───── DATASET CONTENT ─────

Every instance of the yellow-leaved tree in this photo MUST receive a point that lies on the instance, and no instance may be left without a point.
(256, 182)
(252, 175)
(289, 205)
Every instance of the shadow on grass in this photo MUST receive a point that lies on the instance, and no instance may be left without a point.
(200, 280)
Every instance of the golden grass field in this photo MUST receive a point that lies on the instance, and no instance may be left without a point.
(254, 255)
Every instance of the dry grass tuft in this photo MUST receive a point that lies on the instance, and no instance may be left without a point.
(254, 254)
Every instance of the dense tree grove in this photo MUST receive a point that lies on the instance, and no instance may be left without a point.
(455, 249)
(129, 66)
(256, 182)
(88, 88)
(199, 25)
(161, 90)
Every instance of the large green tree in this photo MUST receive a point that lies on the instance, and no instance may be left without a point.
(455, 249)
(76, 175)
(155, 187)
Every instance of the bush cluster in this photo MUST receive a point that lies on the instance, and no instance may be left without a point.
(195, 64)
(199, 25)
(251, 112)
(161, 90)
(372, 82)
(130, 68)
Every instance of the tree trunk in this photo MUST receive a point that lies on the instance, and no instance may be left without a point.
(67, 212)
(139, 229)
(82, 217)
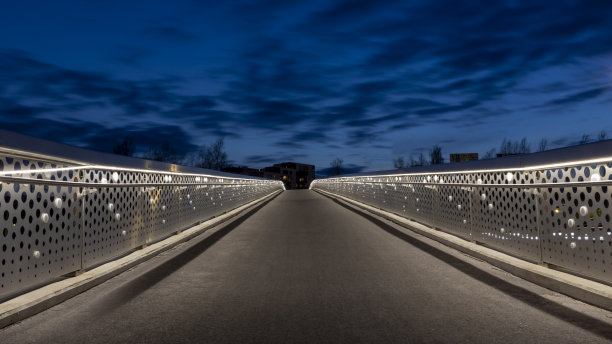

─────

◆ AIM OF THE TASK:
Output everything from the line containing "Every instance of the tree" down through the end of the entries as a numbered list, with blank lines dropped and the pictures left out.

◆ ANSWER TO THE EXERCISE:
1. Every instance of the tree trunk in this photo MUST receive a point that lies on the instance, and no instance may be left without a point.
2. (67, 212)
3. (139, 229)
4. (82, 217)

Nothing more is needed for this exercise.